* Begin Exercise input *
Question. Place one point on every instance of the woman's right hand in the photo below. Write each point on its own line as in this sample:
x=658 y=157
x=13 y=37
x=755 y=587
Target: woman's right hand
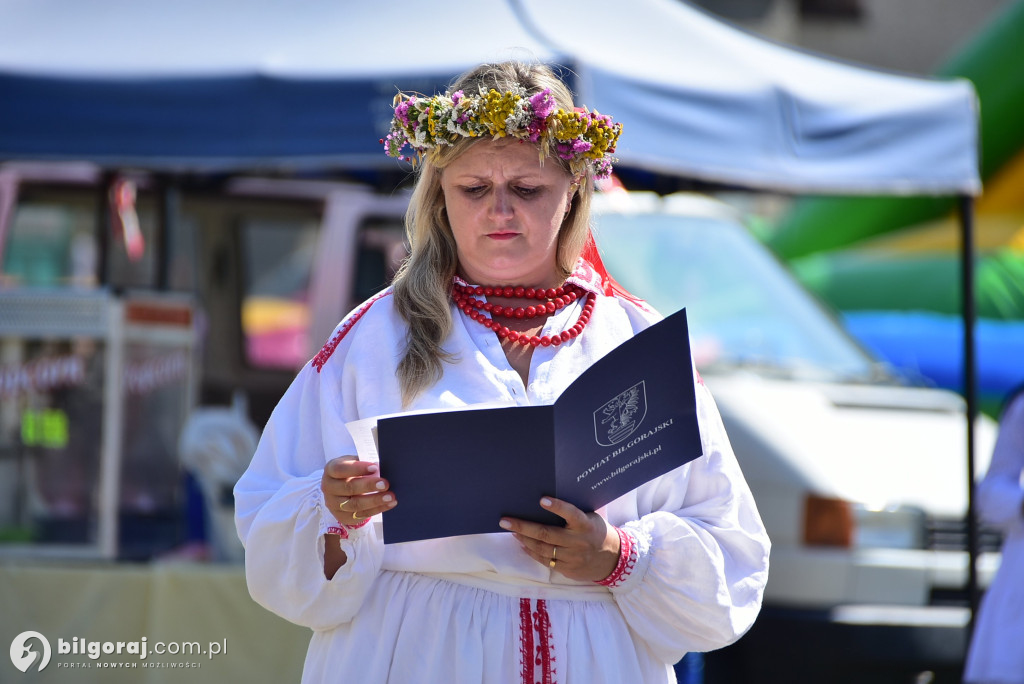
x=353 y=490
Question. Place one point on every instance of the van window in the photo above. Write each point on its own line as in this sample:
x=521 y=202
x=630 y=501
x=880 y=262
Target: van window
x=51 y=243
x=381 y=251
x=278 y=256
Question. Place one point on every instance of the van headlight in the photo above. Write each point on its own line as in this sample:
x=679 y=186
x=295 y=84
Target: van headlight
x=837 y=522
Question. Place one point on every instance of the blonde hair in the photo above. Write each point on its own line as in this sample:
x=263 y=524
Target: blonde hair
x=422 y=287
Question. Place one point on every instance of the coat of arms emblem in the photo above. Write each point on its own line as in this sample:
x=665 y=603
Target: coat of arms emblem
x=620 y=417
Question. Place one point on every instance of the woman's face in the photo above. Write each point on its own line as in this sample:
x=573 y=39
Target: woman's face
x=505 y=210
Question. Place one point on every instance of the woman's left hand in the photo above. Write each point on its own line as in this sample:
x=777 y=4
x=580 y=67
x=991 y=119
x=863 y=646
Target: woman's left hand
x=587 y=548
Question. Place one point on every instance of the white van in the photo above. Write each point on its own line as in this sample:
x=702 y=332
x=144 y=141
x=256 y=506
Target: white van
x=859 y=476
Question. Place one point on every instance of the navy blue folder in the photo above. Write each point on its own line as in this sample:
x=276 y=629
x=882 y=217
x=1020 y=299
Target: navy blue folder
x=628 y=419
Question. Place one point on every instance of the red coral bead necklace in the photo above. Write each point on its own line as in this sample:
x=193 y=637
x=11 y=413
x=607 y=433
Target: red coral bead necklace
x=550 y=300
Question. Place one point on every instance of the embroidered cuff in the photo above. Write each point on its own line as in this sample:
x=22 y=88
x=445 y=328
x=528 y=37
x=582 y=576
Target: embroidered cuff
x=627 y=560
x=330 y=524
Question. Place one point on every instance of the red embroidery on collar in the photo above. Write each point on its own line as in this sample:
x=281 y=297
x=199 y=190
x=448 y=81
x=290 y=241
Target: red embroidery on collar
x=545 y=649
x=325 y=353
x=537 y=657
x=525 y=642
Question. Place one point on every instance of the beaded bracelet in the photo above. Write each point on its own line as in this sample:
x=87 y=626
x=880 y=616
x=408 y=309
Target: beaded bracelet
x=627 y=560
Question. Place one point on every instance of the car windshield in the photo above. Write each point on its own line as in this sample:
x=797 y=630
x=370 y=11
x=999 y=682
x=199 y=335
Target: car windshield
x=743 y=308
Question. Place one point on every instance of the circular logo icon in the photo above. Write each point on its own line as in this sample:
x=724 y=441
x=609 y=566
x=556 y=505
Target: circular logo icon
x=24 y=655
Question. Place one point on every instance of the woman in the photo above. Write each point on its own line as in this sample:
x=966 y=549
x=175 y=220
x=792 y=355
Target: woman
x=995 y=655
x=506 y=173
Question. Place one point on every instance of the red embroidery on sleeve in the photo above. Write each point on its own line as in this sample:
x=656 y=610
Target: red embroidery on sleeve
x=325 y=353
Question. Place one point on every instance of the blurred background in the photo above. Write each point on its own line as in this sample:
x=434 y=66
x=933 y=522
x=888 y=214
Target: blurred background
x=193 y=196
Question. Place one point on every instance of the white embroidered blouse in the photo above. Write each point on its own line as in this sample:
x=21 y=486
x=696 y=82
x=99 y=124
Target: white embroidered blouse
x=476 y=608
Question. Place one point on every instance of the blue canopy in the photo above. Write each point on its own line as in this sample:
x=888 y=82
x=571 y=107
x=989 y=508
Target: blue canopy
x=261 y=84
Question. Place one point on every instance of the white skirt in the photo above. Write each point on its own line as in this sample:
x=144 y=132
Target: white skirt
x=420 y=628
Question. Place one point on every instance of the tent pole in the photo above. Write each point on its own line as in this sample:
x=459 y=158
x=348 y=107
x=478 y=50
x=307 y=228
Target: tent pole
x=966 y=207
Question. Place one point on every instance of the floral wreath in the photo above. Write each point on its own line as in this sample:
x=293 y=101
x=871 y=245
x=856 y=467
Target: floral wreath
x=581 y=137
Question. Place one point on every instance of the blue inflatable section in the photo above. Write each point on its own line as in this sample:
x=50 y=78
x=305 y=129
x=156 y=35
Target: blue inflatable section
x=930 y=346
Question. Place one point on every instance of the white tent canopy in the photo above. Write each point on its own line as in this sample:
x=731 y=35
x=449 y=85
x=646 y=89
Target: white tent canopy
x=232 y=84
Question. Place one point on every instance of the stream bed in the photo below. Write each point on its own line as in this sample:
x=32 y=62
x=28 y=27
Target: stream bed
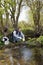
x=21 y=56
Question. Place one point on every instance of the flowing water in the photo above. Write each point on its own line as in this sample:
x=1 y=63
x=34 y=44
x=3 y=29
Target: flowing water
x=21 y=56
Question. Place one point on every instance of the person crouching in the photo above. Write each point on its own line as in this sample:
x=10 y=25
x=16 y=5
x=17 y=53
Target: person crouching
x=18 y=35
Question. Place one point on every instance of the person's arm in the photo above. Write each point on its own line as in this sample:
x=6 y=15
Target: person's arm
x=23 y=37
x=14 y=33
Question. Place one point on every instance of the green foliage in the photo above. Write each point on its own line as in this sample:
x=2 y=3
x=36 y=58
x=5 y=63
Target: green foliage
x=40 y=39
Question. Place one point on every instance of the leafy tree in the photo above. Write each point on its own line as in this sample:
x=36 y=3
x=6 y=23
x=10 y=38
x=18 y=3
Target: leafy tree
x=35 y=6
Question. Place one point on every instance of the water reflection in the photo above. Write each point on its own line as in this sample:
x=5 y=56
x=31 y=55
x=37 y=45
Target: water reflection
x=26 y=53
x=21 y=56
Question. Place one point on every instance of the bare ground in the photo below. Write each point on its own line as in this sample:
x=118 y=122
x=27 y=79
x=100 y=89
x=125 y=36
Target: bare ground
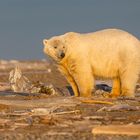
x=39 y=116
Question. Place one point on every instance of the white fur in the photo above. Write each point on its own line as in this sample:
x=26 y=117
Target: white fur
x=109 y=53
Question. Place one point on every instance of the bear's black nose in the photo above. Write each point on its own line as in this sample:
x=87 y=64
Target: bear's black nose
x=62 y=55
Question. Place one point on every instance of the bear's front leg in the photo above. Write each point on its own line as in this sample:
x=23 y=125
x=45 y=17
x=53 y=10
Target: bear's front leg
x=85 y=81
x=70 y=79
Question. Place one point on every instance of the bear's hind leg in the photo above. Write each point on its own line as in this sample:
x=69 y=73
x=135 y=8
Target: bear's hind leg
x=128 y=82
x=116 y=88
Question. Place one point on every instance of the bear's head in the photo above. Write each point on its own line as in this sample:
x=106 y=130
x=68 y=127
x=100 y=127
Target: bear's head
x=55 y=48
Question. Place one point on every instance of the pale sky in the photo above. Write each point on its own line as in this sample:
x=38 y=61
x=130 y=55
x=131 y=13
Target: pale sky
x=25 y=23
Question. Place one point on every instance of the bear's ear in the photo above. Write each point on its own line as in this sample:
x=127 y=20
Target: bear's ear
x=45 y=41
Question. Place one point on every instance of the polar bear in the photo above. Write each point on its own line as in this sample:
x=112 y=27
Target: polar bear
x=109 y=53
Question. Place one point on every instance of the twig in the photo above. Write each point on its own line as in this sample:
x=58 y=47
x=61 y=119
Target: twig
* End Exercise input *
◆ **Problem requirements**: Reproduce every one of the records above verbatim, omitting the pictures.

◆ **Full answer**:
Question. Place one point on every instance of the woman's right hand in the photo below. Write each point on its own line as in this sample:
x=658 y=157
x=13 y=37
x=755 y=587
Target: woman's right hand
x=353 y=490
Question. Place one point on every instance of the van window in the photo above. Write each point on its own line as in this sample:
x=521 y=202
x=630 y=501
x=880 y=262
Target: van window
x=51 y=243
x=381 y=251
x=278 y=256
Question. Place one point on every instance of the van headlight in the photo above. Write each point on its own line as in this sample:
x=679 y=186
x=295 y=84
Target: van headlight
x=837 y=522
Question. Place one point on every instance of the blonde hair in the photo above. Write each point on its own line as in this sample:
x=263 y=524
Target: blonde hair
x=422 y=287
Question. Place one point on every instance of the coat of arms emblem in the photo above. Write each point on its own line as in this sample:
x=665 y=603
Target: coat of arms emblem
x=620 y=417
Question. Place one point on every instance of the woman's face in the photo above. Write each point on its own line as in this sample:
x=573 y=39
Target: woman's face
x=505 y=210
Question. Place one point on every instance of the woman's left hand in the photo above. Write each point on its own line as in this sample:
x=777 y=4
x=580 y=67
x=991 y=119
x=863 y=646
Target: woman's left hand
x=587 y=548
Question. Place one point on every instance of the white van in the photo above. Write each point on its own line as in this sample:
x=702 y=332
x=144 y=141
x=256 y=506
Target: white van
x=859 y=476
Question. Place one point on every instance of the navy blue folder in the photo above. Write each point on its own line as in this sample:
x=276 y=629
x=882 y=217
x=1020 y=299
Target: navy blue folder
x=628 y=419
Question. Place one point on every instance of the red coral bead necklace in the photo above. Write each point on its own line as in this sample:
x=193 y=637
x=11 y=413
x=607 y=433
Target: red coral bead necklace
x=550 y=300
Question. Place one point on every instance of the embroidered cuff in the photo above. Write each point on its own line as in this sample:
x=22 y=88
x=445 y=328
x=528 y=37
x=582 y=576
Target: embroidered cuff
x=627 y=560
x=330 y=524
Question. Place one point on every instance of the red embroidery on collar in the photo above. Write each point on its own line as in this sample:
x=281 y=297
x=199 y=190
x=448 y=81
x=290 y=241
Target: red embroidery on collar
x=545 y=649
x=325 y=353
x=537 y=657
x=525 y=642
Question. Place one point on every instance of the beaded bracelet in the photo above. Write each point on its own line as in this sample:
x=87 y=626
x=880 y=616
x=408 y=309
Target: beaded bracelet
x=627 y=560
Question. Place one point on every instance of the car windshield in the photo above. Write each point on its own line as in this sample:
x=797 y=630
x=370 y=11
x=999 y=682
x=199 y=335
Target: car windshield
x=743 y=308
Question. Place one point on every instance of the circular logo icon in the photo above. Write each point on its own line as in this sample:
x=724 y=441
x=609 y=566
x=556 y=505
Target: circular logo icon
x=24 y=655
Question. Place one point on every instance of the woman in the photo above. Write each point on its own line as in this sample:
x=966 y=549
x=175 y=220
x=792 y=355
Target: woman
x=995 y=655
x=506 y=173
Question. Place one point on every instance of the red embroidery on sleeve in the photo above. Write each point on its own line as in this sample:
x=656 y=610
Target: red embroidery on sleeve
x=325 y=353
Question. Place one point on every instance of the blurred background in the photo above. Write each point on its own line as in this sample:
x=434 y=66
x=933 y=522
x=888 y=214
Target: blurred background
x=193 y=196
Question. Place one point on every instance of the white embroidered blouse in the photo above. Write each point on its own line as in this sample:
x=21 y=486
x=696 y=82
x=99 y=124
Target: white embroidered blouse
x=476 y=608
Question. Place one point on every instance of the blue canopy in the photo above. Write each point on its own line as in this sample:
x=888 y=82
x=571 y=107
x=989 y=508
Target: blue canopy
x=261 y=84
Question. Place one point on every instance of the white skirt in the photo above. Write each point on its own line as in this sample:
x=144 y=132
Target: white skirt
x=420 y=628
Question. Place one point on every instance of the tent pole in the photo above. Write each point on its own line as in this sample:
x=459 y=158
x=348 y=107
x=478 y=50
x=307 y=228
Target: tent pole
x=966 y=207
Question. Place one point on every instance of the floral wreath in the photo above. Write each point on its own line as in this sample:
x=293 y=101
x=871 y=245
x=856 y=467
Target: floral wreath
x=581 y=137
Question. Place one point on every instance of the blue inflatable section in the photo above. Write each point on its own line as in this sample:
x=50 y=78
x=305 y=129
x=156 y=35
Target: blue inflatable section
x=930 y=346
Question. Place one point on every instance of the white tent canopy in the photo above. Write each point on its own line as in this sample:
x=731 y=35
x=449 y=85
x=646 y=89
Target: white tent canopy
x=232 y=84
Question. Place one point on every instance of the stream bed in the photo below. Write each point on its own line as in this sample:
x=32 y=62
x=28 y=27
Target: stream bed
x=21 y=56
Question. Place one point on every instance of the flowing water in the photo above. Write each point on its own line as in this sample:
x=1 y=63
x=34 y=44
x=3 y=29
Target: flowing water
x=21 y=56
Question. Place one point on every instance of the person crouching in the photo above. Write each point on its own line as in this sample:
x=10 y=25
x=16 y=5
x=17 y=53
Target: person crouching
x=18 y=35
Question. Place one point on every instance of the person's arm in the photo above. Write each point on its own line as in this sample:
x=6 y=15
Target: person's arm
x=23 y=37
x=14 y=33
Question. Place one point on every instance of the green foliage in the photo above. Write each point on its own line as in this sample:
x=2 y=3
x=36 y=58
x=5 y=63
Target: green foliage
x=40 y=39
Question. Place one point on every instance of the leafy tree in the photo above. Write each point on its own line as in this sample:
x=36 y=3
x=6 y=23
x=10 y=38
x=18 y=3
Target: leafy tree
x=35 y=6
Question. Place one point on every instance of the water reflection in the photo above. Write each point on its own line as in this sample:
x=5 y=56
x=31 y=55
x=37 y=45
Target: water reflection
x=26 y=53
x=21 y=56
Question. Place one point on every instance of the bare ground in the photo below. Write each point on its own line as in this sample:
x=118 y=122
x=27 y=79
x=100 y=89
x=125 y=36
Target: bare ground
x=39 y=116
Question. Place one point on every instance of the white fur in the photo above. Write each point on its own line as in this sample:
x=26 y=117
Target: white fur
x=109 y=53
Question. Place one point on every instance of the bear's black nose in the photo above. Write each point on its own line as in this sample:
x=87 y=64
Target: bear's black nose
x=62 y=55
Question. Place one point on every instance of the bear's front leg in the photo above. Write each point on its own line as in this sample:
x=23 y=125
x=45 y=17
x=53 y=10
Target: bear's front leg
x=85 y=81
x=70 y=79
Question. Place one point on every instance of the bear's hind leg in the photo above. Write each point on its own line as in this sample:
x=69 y=73
x=135 y=8
Target: bear's hind leg
x=128 y=82
x=116 y=88
Question. Place one point on every instance of the bear's head in the photo above. Write each point on its own line as in this sample:
x=106 y=130
x=68 y=127
x=100 y=127
Target: bear's head
x=55 y=48
Question. Place one point on every instance of the pale sky in the photo above. Write each point on its own line as in this sample:
x=38 y=61
x=130 y=55
x=131 y=13
Target: pale sky
x=25 y=23
Question. Place one point on every instance of the bear's ear in the photo above. Write each point on its own line as in this sample:
x=127 y=20
Target: bear's ear
x=45 y=41
Question. Place one point on every instance of the polar bear in the photo above. Write each point on its own line as in this sample:
x=112 y=27
Target: polar bear
x=109 y=53
Question. Place one point on every instance of the twig in the photo above. Write each point on its own line as in this sample:
x=58 y=47
x=61 y=119
Target: twig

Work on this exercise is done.